• **EXCERTO**
——————————

Uma vida com o mar no horizonte

O mestre de terra Joaquim Carneiro recebeu a ECO123 no armazém onde pratica a sua profissão, nas instalações da Docapesca (1), no rio Arade e próximo da vila do Parchal (concelho de Lagoa). Prestes a fazer 84 anos, mestre Joaquim continua a trabalhar diariamente, sentado entre quilómetros de rede de pesca que remenda ou ‘arma’ com uma destreza e vigor invejáveis. O seu discurso frequentemente inflama-se com a paixão de quem ainda defende ideias e acredita num futuro melhor. Como quando defende a prática indispensável do defeso para proteger as espécies ou critica o recurso ao turismo como actividade principal da região, acompanhada da destruição da frota pesqueira e da indústria conserveira. Mas também, por vezes, surge com a serenidade que a sua idade lhe permite ter, perante um futuro em que os mestres de terra poderão desaparecer. Mesmo aí, afirma com um sorriso triste, “a actividade não vai parar. Ninguém é insubstituível, o mundo não pára”.

ECO123: Quando começou a aprender a sua profissão?
Joaquim Carneiro: Em 1942, tinha doze para treze anos.

Actualmente, no que consiste a profissão de Mestre de Terra?
 Joaquim Carneiro Uma arte de cerco é composta de várias peças, que nós chamamos cabos de rede. Esses cabos de rede são ligados uns aos outros, malha a malha, no que chamamos os ‘porfios’ (derivado de porfiar). Cuja arte faz uma circunferência de cerca de oitocentos metros. Temos então o armar da rede, que consiste em colocar as bóias que ficam acima da água por cima e o chumbo em baixo. E isso também tem saber, porque a rede tem determinada largura mas as extremidades têm que ficar mais curtas, para formar bolso. E portanto é preciso dar uma folga à rede.

——————————

• **PEDIDO ESCRITO 1**
No excerto sobre o mestre de terra, em que ano começou Joaquim Carneiro a aprender a sua profissão?
O excerto e a listagem são independentes um do outro.

——————————

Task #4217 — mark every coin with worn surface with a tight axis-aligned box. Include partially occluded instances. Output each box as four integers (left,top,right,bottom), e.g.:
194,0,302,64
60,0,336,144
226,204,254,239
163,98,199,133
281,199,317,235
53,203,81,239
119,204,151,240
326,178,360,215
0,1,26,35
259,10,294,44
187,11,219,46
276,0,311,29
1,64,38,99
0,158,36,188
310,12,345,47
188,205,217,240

——————————

• **PEDIDO ESCRITO 2**
Apresente todas as linhas da listagem numa tabela Markdown, com as colunas Posição e Texto, omitindo as linhas em branco.

• **RESPOSTA 1**
Em 1942, quando tinha doze para treze anos.

• **RESPOSTA 2**
| Posição | Texto |
|---|---|
| 1 | Task #4217 — mark every coin with worn surface with a tight axis-aligned box. Include partially occluded instances. Output each box as four integers (left,top,right,bottom), e.g.: |
| 2 | 194,0,302,64 |
| 3 | 60,0,336,144 |
| 4 | 226,204,254,239 |
| 5 | 163,98,199,133 |
| 6 | 281,199,317,235 |
| 7 | 53,203,81,239 |
| 8 | 119,204,151,240 |
| 9 | 326,178,360,215 |
| 10 | 0,1,26,35 |
| 11 | 259,10,294,44 |
| 12 | 187,11,219,46 |
| 13 | 276,0,311,29 |
| 14 | 1,64,38,99 |
| 15 | 0,158,36,188 |
| 16 | 310,12,345,47 |
| 17 | 188,205,217,240 |